### Task 1
Transcribe the part of the report on Baldwin's new buildings that opens with the words "Mr. Lowe is" and closes with "for our city.".
### Task 2
Answer these questions from the report on Baldwin's new buildings:
(a) How many phones have already been taken for the local telephone line?
(b) What are the dimensions of the new gymnasium?
(c) On what street is Mr. Lowe building two residences?

### Extract
--- START ---

G. B. Lansing has two one story brick and stone business houses in this list. Albert Wright has one two story brick and stone business house. The Odd Fellows are erecting a two story brick and stone business house and Dr. W. F. Osborn is doing likewise. These business houses have been very much needed. They are all modern in their equipment and will be a great improvement for the transaction of the business of the town.

 

Mr. Lowe is building two residences on north Ninth street, both of good size and well made. F. C, Hatch has so remodeled the old "Reed" property on south Eighth street that it is virtually a new house and when completed will be one of the largest in the city.

 

J. W. Spurgeon is erecting a large iron clad building 50x30 to be used as a shop for turning out finished carpenter work. He will use a gasoline engine for power and will have the best if machinery.

 

Another enterprise of moment to our city, is the erection of a local telephone line. Work is now in progress. It will take an expenditure of several thousand dollars to complete the lines. There are 66 phones already taken and others are talking of it. This will be a great convenience for our city.

 

A few weeks since we gave a detailed account of the new gymnasium. When completed it will be the largest building in the city. The dimensions are 80x110 and virtually three stories high. It is a beautiful stone structure and would be a credit to any large city. It is probably the largest college gymnasium in the West. A gentleman living out of the city, but who takes the Ledger, was here a few days since. He remarked when looking at the new gymnasium, "I read your description of the building but had no idea of its great magnitude. I believe it will aid you much in securing students." When completed the gymnasium is to have a swimming pool, baths, running track and everything necessary to develop the best physical manhood and womanhood. We hope in a short time to give our readers a picture of this handsome building.

 

Another enterprise that has been agitating the minds of the people of Baldwin and especially the members of the Methodist church, has been the erection of a new church building. The present church structure has been inadequate for the necessities of the congregation for some years although when erected it was a large building and a great credit to the community. The members of the church have therefore been compelled to use the college chapel for their Sunday services and this has not been satisfactory for many reasons. Ever since Dr. Murphy has been here he has felt the burden of this work and now the enterprise has so far advanced as to make the building assured.

--- END ---

### Dataset records

--- START ---

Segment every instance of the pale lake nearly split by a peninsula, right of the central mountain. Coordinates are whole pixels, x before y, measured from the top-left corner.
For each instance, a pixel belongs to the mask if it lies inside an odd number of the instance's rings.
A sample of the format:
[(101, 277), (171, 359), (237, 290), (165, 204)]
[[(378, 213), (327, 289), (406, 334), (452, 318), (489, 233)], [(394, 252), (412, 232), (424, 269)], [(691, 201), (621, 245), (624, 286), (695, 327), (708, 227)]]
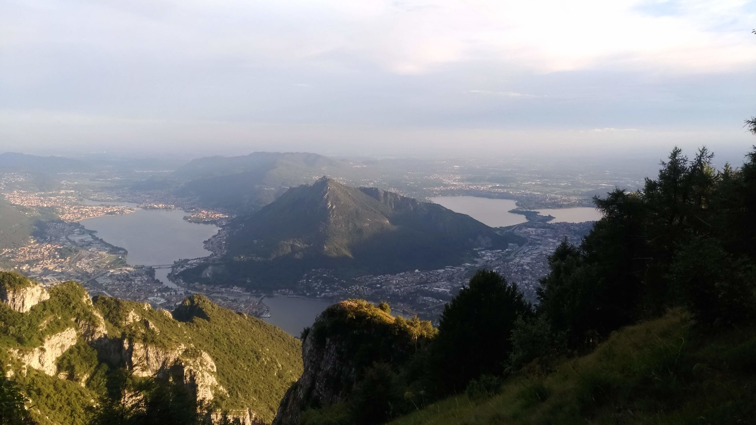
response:
[[(513, 226), (527, 221), (524, 215), (509, 212), (517, 208), (512, 199), (491, 199), (479, 196), (437, 196), (431, 198), (431, 200), (438, 205), (449, 208), (451, 211), (467, 214), (491, 227)], [(601, 218), (601, 213), (596, 208), (590, 207), (550, 208), (536, 211), (543, 215), (552, 215), (554, 220), (551, 220), (550, 223), (582, 223), (600, 220)]]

--- END ---

### Written reply 1
Mr. Lowe is building two residences on north Ninth street, both of good size and well made. F. C, Hatch has so remodeled the old "Reed" property on south Eighth street that it is virtually a new house and when completed will be one of the largest in the city.

 

J. W. Spurgeon is erecting a large iron clad building 50x30 to be used as a shop for turning out finished carpenter work. He will use a gasoline engine for power and will have the best if machinery.

 

Another enterprise of moment to our city, is the erection of a local telephone line. Work is now in progress. It will take an expenditure of several thousand dollars to complete the lines. There are 66 phones already taken and others are talking of it. This will be a great convenience for our city.

### Written reply 2
(a) 66
(b) 80x110
(c) North Ninth street